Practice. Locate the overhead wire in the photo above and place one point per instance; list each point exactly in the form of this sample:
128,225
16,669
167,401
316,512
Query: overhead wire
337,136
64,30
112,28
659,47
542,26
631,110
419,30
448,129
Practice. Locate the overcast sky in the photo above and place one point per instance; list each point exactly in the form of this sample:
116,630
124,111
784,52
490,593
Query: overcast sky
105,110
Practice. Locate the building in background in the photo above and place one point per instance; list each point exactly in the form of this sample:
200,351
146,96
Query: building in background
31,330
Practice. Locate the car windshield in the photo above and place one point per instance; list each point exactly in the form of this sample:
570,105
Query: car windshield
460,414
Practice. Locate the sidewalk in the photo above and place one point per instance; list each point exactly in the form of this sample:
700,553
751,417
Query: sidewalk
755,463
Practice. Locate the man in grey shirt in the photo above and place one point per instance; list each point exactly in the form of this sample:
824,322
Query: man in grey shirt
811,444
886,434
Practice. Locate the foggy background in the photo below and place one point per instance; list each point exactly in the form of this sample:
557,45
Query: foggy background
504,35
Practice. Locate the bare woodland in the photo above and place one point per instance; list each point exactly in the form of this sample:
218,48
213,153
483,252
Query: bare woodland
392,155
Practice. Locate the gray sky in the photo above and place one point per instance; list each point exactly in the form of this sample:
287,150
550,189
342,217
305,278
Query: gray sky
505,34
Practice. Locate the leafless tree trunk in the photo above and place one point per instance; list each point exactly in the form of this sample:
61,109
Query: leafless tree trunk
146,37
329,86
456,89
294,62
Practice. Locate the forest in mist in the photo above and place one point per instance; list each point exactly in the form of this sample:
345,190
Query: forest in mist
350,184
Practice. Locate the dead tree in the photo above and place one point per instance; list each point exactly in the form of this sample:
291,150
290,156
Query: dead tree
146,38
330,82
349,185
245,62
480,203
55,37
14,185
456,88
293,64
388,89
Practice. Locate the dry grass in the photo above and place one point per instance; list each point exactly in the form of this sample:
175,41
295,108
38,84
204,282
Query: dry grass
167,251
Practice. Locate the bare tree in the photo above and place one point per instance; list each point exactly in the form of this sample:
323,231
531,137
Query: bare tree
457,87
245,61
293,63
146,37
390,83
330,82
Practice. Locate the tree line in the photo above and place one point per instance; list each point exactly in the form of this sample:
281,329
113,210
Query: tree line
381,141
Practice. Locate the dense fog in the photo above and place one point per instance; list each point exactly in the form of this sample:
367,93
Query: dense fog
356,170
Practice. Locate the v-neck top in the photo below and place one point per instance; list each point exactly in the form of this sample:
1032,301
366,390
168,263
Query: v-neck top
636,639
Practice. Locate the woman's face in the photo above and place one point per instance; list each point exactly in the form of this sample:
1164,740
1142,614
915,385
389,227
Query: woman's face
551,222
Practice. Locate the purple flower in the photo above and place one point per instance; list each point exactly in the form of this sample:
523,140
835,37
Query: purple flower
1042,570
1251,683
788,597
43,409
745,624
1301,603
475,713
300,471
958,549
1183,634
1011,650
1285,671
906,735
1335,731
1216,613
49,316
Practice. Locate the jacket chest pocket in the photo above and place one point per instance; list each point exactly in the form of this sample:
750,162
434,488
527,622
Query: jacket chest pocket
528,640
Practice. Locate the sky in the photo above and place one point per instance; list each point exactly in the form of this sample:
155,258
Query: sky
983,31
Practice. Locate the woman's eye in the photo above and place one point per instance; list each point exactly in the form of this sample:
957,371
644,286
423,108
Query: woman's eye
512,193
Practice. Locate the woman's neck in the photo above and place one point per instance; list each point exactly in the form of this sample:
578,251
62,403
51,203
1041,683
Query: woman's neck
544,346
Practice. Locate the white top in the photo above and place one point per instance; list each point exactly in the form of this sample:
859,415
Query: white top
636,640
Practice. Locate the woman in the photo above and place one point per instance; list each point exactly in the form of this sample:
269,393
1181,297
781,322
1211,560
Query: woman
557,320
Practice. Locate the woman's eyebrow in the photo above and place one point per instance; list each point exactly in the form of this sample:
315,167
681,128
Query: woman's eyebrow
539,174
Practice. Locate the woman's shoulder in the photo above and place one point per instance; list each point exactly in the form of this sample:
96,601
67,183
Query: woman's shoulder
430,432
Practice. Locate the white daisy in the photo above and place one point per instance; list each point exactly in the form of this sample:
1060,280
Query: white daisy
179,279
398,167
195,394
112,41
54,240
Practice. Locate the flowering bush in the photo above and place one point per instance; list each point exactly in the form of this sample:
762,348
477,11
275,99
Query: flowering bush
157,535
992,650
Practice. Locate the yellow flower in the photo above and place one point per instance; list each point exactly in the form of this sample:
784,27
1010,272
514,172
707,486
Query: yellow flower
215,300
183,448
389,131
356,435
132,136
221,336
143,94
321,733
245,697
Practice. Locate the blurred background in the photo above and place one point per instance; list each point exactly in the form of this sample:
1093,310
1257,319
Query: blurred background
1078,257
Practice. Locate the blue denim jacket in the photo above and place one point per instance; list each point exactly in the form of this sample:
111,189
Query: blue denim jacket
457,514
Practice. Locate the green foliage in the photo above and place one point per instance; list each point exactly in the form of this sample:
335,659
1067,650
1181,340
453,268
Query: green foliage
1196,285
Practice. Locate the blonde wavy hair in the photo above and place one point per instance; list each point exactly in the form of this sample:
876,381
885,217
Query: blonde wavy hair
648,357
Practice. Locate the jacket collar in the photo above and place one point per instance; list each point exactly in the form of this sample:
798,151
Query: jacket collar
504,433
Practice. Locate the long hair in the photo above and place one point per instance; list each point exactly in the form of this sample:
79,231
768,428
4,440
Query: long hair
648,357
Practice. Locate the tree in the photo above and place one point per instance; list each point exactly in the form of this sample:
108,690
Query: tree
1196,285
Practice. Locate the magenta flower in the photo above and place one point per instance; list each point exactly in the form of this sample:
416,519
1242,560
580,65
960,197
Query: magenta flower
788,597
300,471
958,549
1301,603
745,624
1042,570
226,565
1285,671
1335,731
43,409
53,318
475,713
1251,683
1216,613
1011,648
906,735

▶ **Required work**:
Convert every line of the records above into one numbered list, leaving out any blank lines.

▶ **In response**:
1. Practice. Locate the overhead wire in the photo above and place one point per instance; list each point exactly in the form of this sample:
2. 128,225
3. 16,669
4. 167,401
5. 316,512
6. Query: overhead wire
7. 337,136
8. 64,30
9. 112,28
10. 659,47
11. 542,26
12. 631,110
13. 419,30
14. 448,129
15. Practice. Locate the overcast sky in the photo above and place one point per instance; list each point exactly in the form of this sample:
16. 116,630
17. 124,111
18. 784,52
19. 490,593
20. Query: overcast sky
21. 105,110
22. Practice. Locate the building in background in the photo above and place one point per instance; list each point exactly in the form of this sample:
23. 200,351
24. 146,96
25. Query: building in background
26. 31,330
27. Practice. Locate the car windshield in the photo above and place one point per instance; list each point exactly in the form of this sample:
28. 570,105
29. Query: car windshield
30. 460,414
31. Practice. Locate the sidewalk in the photo above and place one point per instance; list each point exactly in the form of this sample:
32. 700,553
33. 751,417
34. Query: sidewalk
35. 755,463
36. Practice. Locate the man in grey shirt in the photo above and place one point per instance; list each point exactly in the form of this sample:
37. 824,322
38. Query: man in grey shirt
39. 811,444
40. 886,434
41. Practice. Locate the foggy background in the photo below and place one point per instance; list each point exactly in the form of this sample:
42. 557,45
43. Query: foggy background
44. 504,35
45. Practice. Locate the bare woodland in the photo above and place one point per instance; list each point exactly in the form of this sample:
46. 218,48
47. 213,153
48. 483,252
49. Query: bare woodland
50. 392,155
51. Practice. Locate the gray sky in the photo above and place one point per instance; list each point exactly in the form of this sample:
52. 287,150
53. 550,189
54. 342,217
55. 305,278
56. Query: gray sky
57. 505,34
58. Practice. Locate the leafless tree trunk in the photo above and place one point per instance; list each point exactly in the form of this sample:
59. 61,109
60. Query: leafless tree trunk
61. 146,37
62. 329,86
63. 456,89
64. 294,62
65. Practice. Locate the forest in mist in the photo above and place one point per instance; list each point exactly in the form of this sample:
66. 345,190
67. Query: forest in mist
68. 350,184
69. Practice. Locate the dead tree in the photo above and place one point per instance; list each point exactly in the form of this sample:
70. 291,150
71. 290,156
72. Query: dead tree
73. 146,38
74. 330,82
75. 349,185
76. 245,62
77. 480,203
78. 55,37
79. 14,185
80. 456,88
81. 293,64
82. 388,89
83. Practice. Locate the dry grass in the photo above and place one point per instance; list each point exactly in the form of this sample:
84. 175,41
85. 295,108
86. 38,84
87. 204,282
88. Query: dry grass
89. 167,251
90. Practice. Locate the bare tree in the photo above and place one point per instance; list each point exactly in the form of this sample:
91. 323,231
92. 531,137
93. Query: bare tree
94. 457,87
95. 245,61
96. 293,63
97. 146,37
98. 390,83
99. 330,82
100. Practice. Locate the tree line in the photo above and place one point per instance; list each point exactly in the form of this sample:
101. 281,329
102. 113,210
103. Query: tree line
104. 381,141
105. Practice. Locate the dense fog in the photo above and place one point per instance; list each point exactly in the form of this sample:
106. 367,93
107. Query: dense fog
108. 356,170
109. Practice. Locate the v-neck top in the photo below and place one point per instance; list each point exactly in the form of this sample:
110. 1032,301
111. 366,390
112. 168,263
113. Query: v-neck top
114. 636,639
115. Practice. Locate the woman's face in the photo above and place one point per instance; list each point exactly in the form of this sample:
116. 1164,740
117. 1142,614
118. 915,385
119. 389,227
120. Query: woman's face
121. 551,222
122. Practice. Locate the purple flower in the photo above and place one point per instance; list each point exactly in the form of this sample:
123. 523,140
124. 835,37
125. Query: purple flower
126. 1042,570
127. 1251,683
128. 788,597
129. 43,409
130. 745,624
131. 1301,603
132. 475,713
133. 300,471
134. 958,549
135. 1183,634
136. 1011,650
137. 1285,671
138. 906,735
139. 1335,731
140. 1216,613
141. 49,316
142. Practice. Locate the jacket chest pocket in the photo above and place one point per instance; list each point exactly in the form of this sample:
143. 750,162
144. 434,488
145. 527,622
146. Query: jacket chest pocket
147. 528,640
148. Practice. Locate the sky in the photo above and place one point per instance; list each point exactly in the form of this sample:
149. 155,258
150. Query: sky
151. 983,31
152. Practice. Locate the woman's eye in the photo above and place one point per instance; list each point exactly in the form of this sample:
153. 957,371
154. 644,286
155. 423,108
156. Query: woman's eye
157. 512,193
158. Practice. Locate the woman's neck in the photo above and place one point per instance; list each point exactly in the form of this sample:
159. 578,251
160. 62,403
161. 51,203
162. 1041,683
163. Query: woman's neck
164. 544,346
165. Practice. Locate the white top in the photo above and place one point per instance; list each point exactly in the form of this sample:
166. 859,415
167. Query: white top
168. 636,640
169. Practice. Locate the woman in the photo above and place one point per instance; list each point exactly in the form of this sample:
170. 269,393
171. 1181,297
172. 781,322
173. 1211,560
174. Query: woman
175. 557,320
176. Practice. Locate the woman's eyebrow in the photo above and place one point per instance; list each point exactly in the form of this sample:
177. 315,167
178. 681,128
179. Query: woman's eyebrow
180. 539,174
181. Practice. Locate the woman's shoulder in the photo above and place one point per instance; list each point exactly in the form of this sample:
182. 96,601
183. 67,183
184. Query: woman's shoulder
185. 430,432
186. Practice. Locate the white daisy in the photo above and place one point per instance; list each point exactly in the form of this sample:
187. 1060,280
188. Query: white daisy
189. 179,279
190. 398,167
191. 195,394
192. 112,41
193. 54,240
194. Practice. Locate the flowering bush in the photo above and place one point per instance; list each point exactly in the form of this sample:
195. 762,348
196. 477,11
197. 275,99
198. Query: flowering bush
199. 157,535
200. 992,650
201. Practice. Locate the yellow flower in the photo above and place one point per instance; list each point exactly in the form of this sample:
202. 784,27
203. 1010,272
204. 514,172
205. 707,486
206. Query: yellow flower
207. 215,300
208. 183,448
209. 389,131
210. 356,435
211. 132,136
212. 221,336
213. 143,94
214. 321,733
215. 245,697
216. Practice. Locate the blurred background in the photo above and place one point per instance; list each point exactly in the form of this sample:
217. 1093,310
218. 1257,319
219. Query: blurred background
220. 1078,257
221. Practice. Locate the blue denim jacket in the photo above and place one point per instance; list each point exactly in the form of this sample:
222. 111,189
223. Query: blue denim jacket
224. 457,514
225. Practice. Locate the green foliage in the photo above and place one point per instance; list each point exactly in the form of this sample:
226. 335,659
227. 1067,650
228. 1181,340
229. 453,268
230. Query: green foliage
231. 1196,285
232. Practice. Locate the blonde wavy hair in the photo above and place one point per instance; list each point exactly in the form of this sample:
233. 876,381
234. 885,217
235. Query: blonde wavy hair
236. 648,357
237. Practice. Locate the jacket collar in the photo above and place one point per instance; list each point exactly in the form of this sample:
238. 798,151
239. Query: jacket collar
240. 504,433
241. Practice. Locate the long hair in the photo above and place one point per instance; list each point exactly in the form of this sample:
242. 79,231
243. 768,428
244. 4,440
245. Query: long hair
246. 648,357
247. Practice. Locate the tree in the photo above and place one point per instance; list each point exactly in the form of this sample:
248. 108,690
249. Query: tree
250. 1196,285
251. Practice. Locate the magenta flower in the photo above and place one point per instance; list each point exactly in the form of this sample:
252. 416,519
253. 1242,560
254. 580,65
255. 960,197
256. Query: magenta flower
257. 788,597
258. 300,471
259. 958,549
260. 1301,603
261. 745,624
262. 1042,570
263. 226,565
264. 1285,671
265. 1335,731
266. 43,409
267. 53,318
268. 475,713
269. 1251,683
270. 1216,613
271. 1011,648
272. 906,735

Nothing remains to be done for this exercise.